------ Supplied data ------

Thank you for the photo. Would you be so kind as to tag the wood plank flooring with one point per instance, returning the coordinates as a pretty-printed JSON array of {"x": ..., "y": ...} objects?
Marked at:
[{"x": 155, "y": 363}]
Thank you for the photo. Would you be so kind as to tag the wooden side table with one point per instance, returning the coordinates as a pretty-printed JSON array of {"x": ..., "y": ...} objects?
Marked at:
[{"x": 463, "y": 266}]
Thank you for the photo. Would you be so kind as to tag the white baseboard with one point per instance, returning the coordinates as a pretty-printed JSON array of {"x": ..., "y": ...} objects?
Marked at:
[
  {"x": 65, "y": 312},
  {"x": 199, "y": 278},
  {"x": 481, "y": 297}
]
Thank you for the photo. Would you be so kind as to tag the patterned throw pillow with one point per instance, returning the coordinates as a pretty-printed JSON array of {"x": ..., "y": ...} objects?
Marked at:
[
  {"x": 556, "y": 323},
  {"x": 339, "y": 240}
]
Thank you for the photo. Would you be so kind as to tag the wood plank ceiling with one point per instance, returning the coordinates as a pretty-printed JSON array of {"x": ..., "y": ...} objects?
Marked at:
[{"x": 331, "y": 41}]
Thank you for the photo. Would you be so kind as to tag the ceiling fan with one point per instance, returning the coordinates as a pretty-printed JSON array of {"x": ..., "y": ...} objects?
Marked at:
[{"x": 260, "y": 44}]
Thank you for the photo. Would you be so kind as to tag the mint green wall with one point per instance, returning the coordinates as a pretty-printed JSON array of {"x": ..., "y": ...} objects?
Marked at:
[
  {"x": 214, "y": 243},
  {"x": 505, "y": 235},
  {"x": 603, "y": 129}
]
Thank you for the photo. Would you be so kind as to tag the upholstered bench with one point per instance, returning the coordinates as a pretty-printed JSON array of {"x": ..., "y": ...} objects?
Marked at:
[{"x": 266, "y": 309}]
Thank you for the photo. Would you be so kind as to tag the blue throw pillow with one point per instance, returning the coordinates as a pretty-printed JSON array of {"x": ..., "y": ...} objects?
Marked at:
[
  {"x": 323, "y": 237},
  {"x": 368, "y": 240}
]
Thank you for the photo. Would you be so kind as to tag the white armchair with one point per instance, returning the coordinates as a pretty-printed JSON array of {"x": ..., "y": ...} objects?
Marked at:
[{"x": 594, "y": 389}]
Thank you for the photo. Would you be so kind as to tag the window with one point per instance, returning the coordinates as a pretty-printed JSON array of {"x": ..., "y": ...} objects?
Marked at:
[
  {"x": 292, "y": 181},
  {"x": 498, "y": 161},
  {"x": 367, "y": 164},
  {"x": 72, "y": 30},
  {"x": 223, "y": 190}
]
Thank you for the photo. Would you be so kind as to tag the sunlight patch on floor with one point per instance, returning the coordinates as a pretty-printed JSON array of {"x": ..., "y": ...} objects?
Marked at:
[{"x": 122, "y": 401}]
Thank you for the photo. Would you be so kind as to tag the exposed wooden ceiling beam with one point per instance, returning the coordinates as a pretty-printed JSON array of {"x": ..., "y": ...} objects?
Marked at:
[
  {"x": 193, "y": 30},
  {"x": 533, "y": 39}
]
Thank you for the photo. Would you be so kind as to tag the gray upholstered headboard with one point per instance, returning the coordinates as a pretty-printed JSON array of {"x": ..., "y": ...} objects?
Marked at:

------

## What this task involves:
Among the entries above, some lines may hold the string "white". State how many, and give nothing but the number.

## Task solution:
2